#### EXERCISE INPUTS ####
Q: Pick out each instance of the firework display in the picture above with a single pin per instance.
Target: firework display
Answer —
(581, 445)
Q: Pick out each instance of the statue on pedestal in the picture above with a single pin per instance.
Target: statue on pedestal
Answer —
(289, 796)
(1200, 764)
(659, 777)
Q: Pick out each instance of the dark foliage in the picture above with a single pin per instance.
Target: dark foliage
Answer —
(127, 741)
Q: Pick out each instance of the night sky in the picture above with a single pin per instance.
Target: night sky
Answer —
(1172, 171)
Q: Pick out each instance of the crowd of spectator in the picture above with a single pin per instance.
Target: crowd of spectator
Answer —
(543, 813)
####
#### EXERCISE INPUTS ####
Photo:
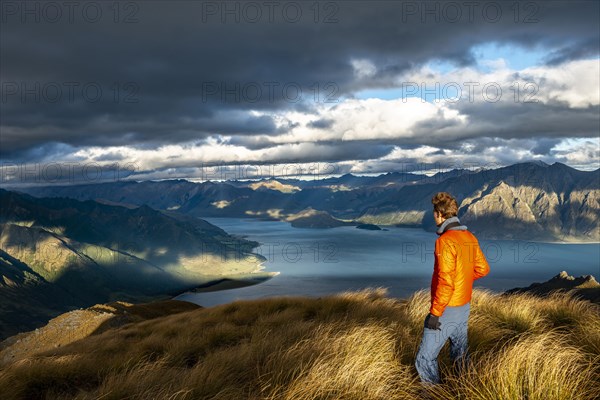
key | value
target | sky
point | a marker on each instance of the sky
####
#### EXERCISE INPUTS ####
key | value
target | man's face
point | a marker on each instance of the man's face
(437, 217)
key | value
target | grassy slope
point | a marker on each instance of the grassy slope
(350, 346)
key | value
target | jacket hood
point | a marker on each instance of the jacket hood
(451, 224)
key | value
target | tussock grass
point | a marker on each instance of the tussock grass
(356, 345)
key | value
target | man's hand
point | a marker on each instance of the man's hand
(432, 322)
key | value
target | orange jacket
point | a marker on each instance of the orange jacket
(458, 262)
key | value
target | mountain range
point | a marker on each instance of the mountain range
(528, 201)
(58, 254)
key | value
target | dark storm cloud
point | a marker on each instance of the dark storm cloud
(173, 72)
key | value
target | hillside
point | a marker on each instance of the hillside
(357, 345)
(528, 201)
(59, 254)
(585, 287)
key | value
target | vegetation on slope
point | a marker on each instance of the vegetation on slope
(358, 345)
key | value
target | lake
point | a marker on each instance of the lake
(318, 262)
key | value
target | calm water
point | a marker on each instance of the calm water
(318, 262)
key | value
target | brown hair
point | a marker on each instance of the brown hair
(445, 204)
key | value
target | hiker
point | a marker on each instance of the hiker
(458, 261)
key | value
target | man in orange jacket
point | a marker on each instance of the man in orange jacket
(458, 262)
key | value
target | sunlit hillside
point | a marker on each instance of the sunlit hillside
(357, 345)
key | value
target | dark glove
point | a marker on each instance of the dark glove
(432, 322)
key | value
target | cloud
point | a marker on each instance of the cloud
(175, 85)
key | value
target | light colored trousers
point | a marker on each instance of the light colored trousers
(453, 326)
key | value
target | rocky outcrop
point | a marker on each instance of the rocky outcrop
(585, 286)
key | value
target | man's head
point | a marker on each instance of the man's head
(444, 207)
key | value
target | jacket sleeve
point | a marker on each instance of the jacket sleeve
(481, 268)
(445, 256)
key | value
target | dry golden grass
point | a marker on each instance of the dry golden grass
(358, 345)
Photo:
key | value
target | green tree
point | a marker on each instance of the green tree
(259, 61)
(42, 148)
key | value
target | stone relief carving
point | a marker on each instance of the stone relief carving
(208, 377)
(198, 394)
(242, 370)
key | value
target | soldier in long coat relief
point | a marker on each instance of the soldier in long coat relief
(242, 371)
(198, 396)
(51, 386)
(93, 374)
####
WHAT TO DO
Return the records exactly as they appear, starting with the line that contains "Q: Pick out each instance of the firework" and going on through the line that contains "(1172, 171)", including both of those lines.

ANSWER TO THIS PROBLEM
Q: Pick out each instance of the firework display in the picture above with a single pin per instance.
Target: firework display
Answer —
(581, 445)
Q: Pick out each instance of the statue on pedestal in the picture above with a single pin per instance.
Target: statue on pedestal
Answer —
(289, 796)
(1200, 764)
(659, 777)
Q: Pick out each instance of the dark foliage in the picture above with a single pin per instance.
Target: dark foliage
Answer —
(127, 741)
Q: Pick out each instance of the night sky in the picture above with a single pin per instance.
Target: night sky
Answer —
(1172, 171)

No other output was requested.